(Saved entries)

[Start of section]

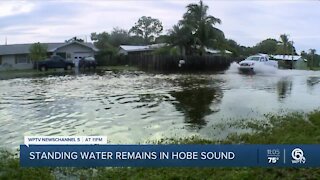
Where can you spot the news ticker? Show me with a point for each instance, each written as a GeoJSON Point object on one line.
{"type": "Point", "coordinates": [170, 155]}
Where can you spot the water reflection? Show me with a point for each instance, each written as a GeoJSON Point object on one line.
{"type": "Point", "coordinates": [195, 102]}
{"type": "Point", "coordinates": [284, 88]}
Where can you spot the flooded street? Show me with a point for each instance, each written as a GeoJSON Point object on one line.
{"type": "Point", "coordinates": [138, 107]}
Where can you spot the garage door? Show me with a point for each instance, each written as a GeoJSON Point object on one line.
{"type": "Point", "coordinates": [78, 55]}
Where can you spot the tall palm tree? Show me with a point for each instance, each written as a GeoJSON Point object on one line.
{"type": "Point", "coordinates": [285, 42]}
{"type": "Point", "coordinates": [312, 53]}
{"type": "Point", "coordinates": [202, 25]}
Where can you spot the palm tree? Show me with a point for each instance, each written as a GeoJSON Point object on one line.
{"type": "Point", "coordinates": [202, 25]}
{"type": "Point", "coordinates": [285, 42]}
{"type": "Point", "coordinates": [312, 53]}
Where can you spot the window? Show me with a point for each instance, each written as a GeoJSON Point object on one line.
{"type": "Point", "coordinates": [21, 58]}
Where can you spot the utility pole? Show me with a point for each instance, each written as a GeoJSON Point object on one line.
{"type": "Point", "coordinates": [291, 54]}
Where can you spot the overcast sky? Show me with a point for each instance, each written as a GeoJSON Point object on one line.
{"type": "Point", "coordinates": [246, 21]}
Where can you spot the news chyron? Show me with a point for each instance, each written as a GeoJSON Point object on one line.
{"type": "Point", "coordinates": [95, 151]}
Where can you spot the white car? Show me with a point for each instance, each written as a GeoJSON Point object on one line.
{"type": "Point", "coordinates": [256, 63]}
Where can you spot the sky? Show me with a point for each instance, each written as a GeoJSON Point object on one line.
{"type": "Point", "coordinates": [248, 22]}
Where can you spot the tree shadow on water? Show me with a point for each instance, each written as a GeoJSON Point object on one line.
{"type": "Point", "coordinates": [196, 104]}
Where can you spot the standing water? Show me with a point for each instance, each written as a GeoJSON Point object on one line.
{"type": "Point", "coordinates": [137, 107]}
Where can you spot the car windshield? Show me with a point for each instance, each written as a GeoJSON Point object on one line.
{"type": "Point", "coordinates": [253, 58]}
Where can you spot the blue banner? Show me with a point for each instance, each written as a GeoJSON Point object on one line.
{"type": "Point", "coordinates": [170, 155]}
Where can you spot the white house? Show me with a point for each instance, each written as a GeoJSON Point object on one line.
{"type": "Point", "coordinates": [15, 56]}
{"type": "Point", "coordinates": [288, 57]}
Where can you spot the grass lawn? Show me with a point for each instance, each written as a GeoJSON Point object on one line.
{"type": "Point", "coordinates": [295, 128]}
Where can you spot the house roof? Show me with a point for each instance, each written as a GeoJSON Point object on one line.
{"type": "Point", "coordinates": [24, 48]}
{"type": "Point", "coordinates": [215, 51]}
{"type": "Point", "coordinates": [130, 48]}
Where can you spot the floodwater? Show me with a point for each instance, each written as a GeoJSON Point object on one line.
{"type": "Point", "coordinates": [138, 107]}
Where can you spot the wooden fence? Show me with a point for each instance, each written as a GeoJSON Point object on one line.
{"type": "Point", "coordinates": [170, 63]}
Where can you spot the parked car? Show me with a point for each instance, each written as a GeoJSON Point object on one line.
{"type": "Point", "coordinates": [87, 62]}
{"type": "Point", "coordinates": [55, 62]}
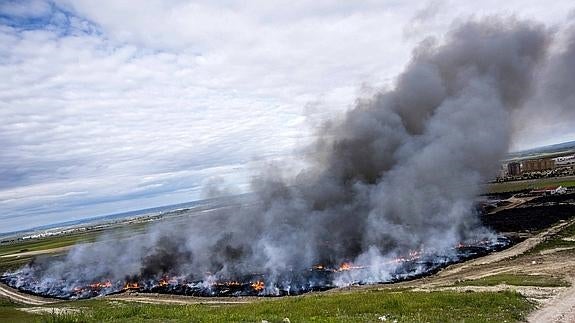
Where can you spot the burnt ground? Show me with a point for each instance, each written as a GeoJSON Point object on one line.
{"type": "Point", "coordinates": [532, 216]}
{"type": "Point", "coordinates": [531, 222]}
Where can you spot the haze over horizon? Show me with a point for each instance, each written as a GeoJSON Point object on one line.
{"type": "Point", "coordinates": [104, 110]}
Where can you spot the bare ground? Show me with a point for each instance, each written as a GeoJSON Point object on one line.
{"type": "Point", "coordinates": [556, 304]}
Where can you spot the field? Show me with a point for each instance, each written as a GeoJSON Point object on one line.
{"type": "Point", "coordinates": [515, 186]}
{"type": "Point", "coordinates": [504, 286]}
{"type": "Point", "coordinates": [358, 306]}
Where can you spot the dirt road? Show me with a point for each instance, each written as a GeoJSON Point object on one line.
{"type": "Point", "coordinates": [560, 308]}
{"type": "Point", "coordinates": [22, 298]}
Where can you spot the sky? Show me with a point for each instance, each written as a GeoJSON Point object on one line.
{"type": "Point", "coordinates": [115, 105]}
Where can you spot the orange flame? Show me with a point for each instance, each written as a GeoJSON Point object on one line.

[End of section]

▶ **PROBLEM TO WORK ON**
Print, exactly and without pictures, the lines from the one holding "Where can you spot the floodwater?" through the last line of the entries above, both included.

▶ **RESPONSE BELOW**
Where can you spot the floodwater? Show me with a point for each instance, each written as a GeoJSON Point object on one line.
{"type": "Point", "coordinates": [138, 107]}
Where can you spot the wooden fence? Show me with a point for each instance, each written as a GeoJSON Point object on one line.
{"type": "Point", "coordinates": [170, 63]}
Where can you spot the parked car? Show me with a point for each instance, each written as a GeoJSON Point object on one line.
{"type": "Point", "coordinates": [87, 62]}
{"type": "Point", "coordinates": [55, 62]}
Where can you spot the burnt ground? Show me with a point for each instance, each written as a GeoJSON Point object on one line.
{"type": "Point", "coordinates": [532, 216]}
{"type": "Point", "coordinates": [531, 222]}
Where can you spot the haze over horizon? Show me with a point for each instance, each written as a GeoJSON Point object on one line.
{"type": "Point", "coordinates": [104, 110]}
Where can you spot the bare ground? Show me with a point for each instance, each written as a GeoJSON Point object on one line.
{"type": "Point", "coordinates": [556, 304]}
Where can you spot the field? Show me with a point for each instance, each written as a GeoJSON Point object on one line.
{"type": "Point", "coordinates": [515, 186]}
{"type": "Point", "coordinates": [504, 286]}
{"type": "Point", "coordinates": [358, 306]}
Where can you spot the dirt road? Show me with a point for each instance, each written as a GeoJSON Point object on one line.
{"type": "Point", "coordinates": [560, 308]}
{"type": "Point", "coordinates": [22, 298]}
Where can you spot the sky? Show me with a point for each instance, each written as a GeoJSON Point object on one line.
{"type": "Point", "coordinates": [115, 105]}
Where can you spot the orange flame? Show me with a point for each instance, each written as a GeoJSON Point object on one line.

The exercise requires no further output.